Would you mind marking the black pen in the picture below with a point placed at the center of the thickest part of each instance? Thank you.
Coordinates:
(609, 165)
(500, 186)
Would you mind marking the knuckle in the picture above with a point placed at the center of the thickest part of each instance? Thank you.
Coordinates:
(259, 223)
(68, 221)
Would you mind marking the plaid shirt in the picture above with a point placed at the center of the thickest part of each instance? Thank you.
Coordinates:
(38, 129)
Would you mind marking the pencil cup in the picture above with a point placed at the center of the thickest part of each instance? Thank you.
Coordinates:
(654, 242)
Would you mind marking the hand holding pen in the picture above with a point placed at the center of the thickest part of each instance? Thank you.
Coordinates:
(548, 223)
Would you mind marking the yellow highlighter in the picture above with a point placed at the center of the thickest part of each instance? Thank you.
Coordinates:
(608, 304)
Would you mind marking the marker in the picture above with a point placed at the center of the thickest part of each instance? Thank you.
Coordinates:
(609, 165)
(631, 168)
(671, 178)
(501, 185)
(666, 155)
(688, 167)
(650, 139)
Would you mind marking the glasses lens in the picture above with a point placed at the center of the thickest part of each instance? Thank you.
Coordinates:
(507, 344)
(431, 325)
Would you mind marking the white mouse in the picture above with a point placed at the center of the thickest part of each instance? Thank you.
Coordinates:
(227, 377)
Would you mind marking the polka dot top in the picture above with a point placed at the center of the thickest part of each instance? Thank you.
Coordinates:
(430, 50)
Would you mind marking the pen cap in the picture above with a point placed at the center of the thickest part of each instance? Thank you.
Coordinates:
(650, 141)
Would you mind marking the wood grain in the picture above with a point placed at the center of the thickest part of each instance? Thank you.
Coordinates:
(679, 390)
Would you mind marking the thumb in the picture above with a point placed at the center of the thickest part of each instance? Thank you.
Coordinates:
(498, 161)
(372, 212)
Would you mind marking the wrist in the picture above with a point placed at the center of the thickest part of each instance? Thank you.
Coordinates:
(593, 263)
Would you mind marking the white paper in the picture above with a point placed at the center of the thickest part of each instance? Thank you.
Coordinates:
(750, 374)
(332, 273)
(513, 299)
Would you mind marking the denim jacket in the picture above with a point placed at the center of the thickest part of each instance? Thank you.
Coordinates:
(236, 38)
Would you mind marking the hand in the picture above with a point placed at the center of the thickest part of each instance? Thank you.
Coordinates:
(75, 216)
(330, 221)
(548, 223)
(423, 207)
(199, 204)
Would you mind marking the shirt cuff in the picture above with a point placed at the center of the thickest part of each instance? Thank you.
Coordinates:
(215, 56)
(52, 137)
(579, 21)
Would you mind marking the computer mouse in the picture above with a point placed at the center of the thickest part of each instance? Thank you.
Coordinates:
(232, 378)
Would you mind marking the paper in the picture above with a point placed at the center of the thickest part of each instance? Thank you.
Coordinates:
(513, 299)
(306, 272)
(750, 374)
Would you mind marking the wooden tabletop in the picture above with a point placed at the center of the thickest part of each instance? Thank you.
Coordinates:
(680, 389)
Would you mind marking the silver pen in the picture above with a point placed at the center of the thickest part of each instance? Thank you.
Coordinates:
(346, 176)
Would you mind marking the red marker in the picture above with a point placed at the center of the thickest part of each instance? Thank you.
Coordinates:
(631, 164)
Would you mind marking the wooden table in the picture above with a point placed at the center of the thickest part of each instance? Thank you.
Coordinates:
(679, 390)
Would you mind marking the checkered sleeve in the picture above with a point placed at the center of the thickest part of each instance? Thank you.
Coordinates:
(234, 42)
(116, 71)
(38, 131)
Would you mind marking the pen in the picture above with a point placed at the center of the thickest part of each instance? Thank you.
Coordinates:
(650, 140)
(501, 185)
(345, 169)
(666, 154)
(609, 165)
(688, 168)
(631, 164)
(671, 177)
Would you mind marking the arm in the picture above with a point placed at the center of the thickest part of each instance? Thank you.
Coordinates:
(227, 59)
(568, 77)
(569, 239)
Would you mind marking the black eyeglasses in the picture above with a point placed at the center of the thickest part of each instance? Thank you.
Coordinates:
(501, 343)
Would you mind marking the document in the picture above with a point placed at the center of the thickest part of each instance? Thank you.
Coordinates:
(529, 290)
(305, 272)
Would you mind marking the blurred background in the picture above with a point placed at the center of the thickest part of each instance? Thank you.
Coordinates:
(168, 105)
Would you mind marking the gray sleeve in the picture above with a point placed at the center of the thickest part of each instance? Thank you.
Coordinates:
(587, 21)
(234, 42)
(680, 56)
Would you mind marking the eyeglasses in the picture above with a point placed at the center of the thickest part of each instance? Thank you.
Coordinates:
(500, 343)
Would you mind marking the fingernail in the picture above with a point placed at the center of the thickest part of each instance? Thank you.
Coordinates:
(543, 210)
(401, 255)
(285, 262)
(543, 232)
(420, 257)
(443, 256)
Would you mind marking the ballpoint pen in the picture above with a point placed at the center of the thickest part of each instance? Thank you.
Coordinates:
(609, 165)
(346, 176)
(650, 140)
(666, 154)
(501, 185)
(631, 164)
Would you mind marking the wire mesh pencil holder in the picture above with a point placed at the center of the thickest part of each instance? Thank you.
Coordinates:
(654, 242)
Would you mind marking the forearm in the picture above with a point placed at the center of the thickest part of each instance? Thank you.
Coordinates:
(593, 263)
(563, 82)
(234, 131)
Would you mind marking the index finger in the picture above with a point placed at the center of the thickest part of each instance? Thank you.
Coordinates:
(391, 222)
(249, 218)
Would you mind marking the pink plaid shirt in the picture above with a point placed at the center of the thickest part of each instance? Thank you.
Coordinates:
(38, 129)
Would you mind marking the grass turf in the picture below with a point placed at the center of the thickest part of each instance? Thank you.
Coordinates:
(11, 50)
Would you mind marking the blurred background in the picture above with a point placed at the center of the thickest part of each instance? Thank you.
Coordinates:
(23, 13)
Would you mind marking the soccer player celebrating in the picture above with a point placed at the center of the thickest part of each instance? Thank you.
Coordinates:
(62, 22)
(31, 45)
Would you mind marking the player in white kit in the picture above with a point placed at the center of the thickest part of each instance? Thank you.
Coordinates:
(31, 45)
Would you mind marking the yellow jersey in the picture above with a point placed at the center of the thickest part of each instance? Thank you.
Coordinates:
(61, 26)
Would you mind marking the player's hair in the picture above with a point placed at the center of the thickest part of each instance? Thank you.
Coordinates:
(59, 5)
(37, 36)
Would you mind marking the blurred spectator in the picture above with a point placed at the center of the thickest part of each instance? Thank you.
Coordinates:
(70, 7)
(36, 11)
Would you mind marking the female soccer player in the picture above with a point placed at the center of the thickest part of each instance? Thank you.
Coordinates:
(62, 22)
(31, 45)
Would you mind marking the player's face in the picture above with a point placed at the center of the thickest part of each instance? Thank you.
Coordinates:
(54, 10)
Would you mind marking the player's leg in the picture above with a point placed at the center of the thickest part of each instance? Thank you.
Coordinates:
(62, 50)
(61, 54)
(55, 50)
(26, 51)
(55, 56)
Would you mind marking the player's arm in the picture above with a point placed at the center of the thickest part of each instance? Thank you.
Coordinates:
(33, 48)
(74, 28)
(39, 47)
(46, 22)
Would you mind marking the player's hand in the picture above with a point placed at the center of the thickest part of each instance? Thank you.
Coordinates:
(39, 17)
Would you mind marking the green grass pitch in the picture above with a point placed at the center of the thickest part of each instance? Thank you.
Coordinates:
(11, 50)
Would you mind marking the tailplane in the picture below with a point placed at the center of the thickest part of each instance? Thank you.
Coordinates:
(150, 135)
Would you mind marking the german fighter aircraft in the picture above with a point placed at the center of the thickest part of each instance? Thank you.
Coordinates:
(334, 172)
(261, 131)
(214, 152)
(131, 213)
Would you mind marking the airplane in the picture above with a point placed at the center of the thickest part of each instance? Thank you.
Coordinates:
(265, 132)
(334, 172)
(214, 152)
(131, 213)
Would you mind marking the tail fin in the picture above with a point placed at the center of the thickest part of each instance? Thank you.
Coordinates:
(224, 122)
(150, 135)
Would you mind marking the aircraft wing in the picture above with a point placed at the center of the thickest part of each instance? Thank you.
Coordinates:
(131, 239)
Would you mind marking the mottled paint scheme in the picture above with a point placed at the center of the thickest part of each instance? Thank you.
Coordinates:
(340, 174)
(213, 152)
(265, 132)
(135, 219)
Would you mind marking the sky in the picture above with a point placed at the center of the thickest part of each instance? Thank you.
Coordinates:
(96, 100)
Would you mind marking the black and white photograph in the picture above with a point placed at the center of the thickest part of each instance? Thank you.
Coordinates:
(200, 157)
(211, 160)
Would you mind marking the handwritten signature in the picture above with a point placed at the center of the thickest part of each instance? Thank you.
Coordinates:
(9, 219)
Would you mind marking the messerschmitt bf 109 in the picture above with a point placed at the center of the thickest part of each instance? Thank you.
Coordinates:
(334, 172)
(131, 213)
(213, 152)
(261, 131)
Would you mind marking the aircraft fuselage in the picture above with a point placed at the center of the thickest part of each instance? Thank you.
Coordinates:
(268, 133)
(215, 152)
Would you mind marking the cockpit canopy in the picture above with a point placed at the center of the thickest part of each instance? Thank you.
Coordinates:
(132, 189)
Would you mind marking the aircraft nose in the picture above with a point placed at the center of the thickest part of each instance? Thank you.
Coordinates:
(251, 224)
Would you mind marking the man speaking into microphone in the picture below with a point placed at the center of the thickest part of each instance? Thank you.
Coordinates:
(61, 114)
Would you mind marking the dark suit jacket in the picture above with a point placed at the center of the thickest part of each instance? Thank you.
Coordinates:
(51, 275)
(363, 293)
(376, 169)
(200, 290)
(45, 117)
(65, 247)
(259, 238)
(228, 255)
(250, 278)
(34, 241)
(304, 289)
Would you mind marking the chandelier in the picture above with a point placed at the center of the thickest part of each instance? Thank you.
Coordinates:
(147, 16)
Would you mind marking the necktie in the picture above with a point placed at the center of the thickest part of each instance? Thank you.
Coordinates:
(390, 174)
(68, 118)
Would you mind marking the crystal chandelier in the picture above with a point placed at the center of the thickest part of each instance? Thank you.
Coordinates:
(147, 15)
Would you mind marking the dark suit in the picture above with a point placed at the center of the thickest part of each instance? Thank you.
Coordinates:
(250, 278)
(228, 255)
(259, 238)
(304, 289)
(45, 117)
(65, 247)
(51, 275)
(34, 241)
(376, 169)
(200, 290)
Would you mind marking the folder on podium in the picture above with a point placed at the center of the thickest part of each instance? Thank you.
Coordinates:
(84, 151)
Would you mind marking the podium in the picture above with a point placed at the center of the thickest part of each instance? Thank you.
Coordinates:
▬▬▬▬▬▬
== Exercise objective ==
A word-for-word restatement of the records above from the line containing "Would you mind marking the aircraft fuselage" to their final line is all the answer should hold.

== Exercise result ==
Would you mind marking the aircraft fuselage in the picture above with a point placed at the center of the thickest part of each instance? Thank you.
Coordinates:
(268, 133)
(215, 152)
Would you mind marking the cockpit canopy in the picture above with a point placed at the center of the thickest part of each instance? Thank you.
Coordinates:
(132, 189)
Would you mind marking the aircraft nose in the picture above with a point placed at the center of the thickest part of each instance? Thank you.
Coordinates:
(251, 224)
Would you mind marking the man speaking into microphone in the picture below with a point placed at the center of the thickest part of each instance? Thank you.
Coordinates:
(61, 114)
Would you mind marking the dark suit jacket in the picture above with a point placed at the center of the thickest part of each instance? Thank you.
Coordinates:
(51, 275)
(363, 293)
(376, 169)
(200, 290)
(45, 117)
(65, 247)
(259, 238)
(228, 255)
(250, 278)
(34, 241)
(304, 289)
Would you mind marking the chandelier in the picture above with a point placed at the center of the thickest part of each instance? Thank you.
Coordinates:
(147, 16)
Would you mind marking the necktie in the picture above with a point placed at the center of the thickest part of each instance? Thank you.
Coordinates:
(390, 174)
(68, 118)
Would you mind marking the crystal chandelier in the picture above with a point placed at the center of the thickest part of each instance? Thank you.
Coordinates:
(147, 15)
Would you mind marking the dark suit in the picture above with a point placed at the center of the thickest part of each instance? Thank you.
Coordinates:
(250, 278)
(228, 255)
(259, 238)
(304, 289)
(45, 117)
(65, 247)
(51, 275)
(34, 241)
(376, 169)
(200, 290)
Would you mind marking the folder on podium in the picture above with a point placed at the center of the thickest part of each instance? Thank you.
Coordinates:
(84, 151)
Would you mind marking the podium in the picture above with a point placed at the center of the thickest part of each instance? Thank you.
Coordinates:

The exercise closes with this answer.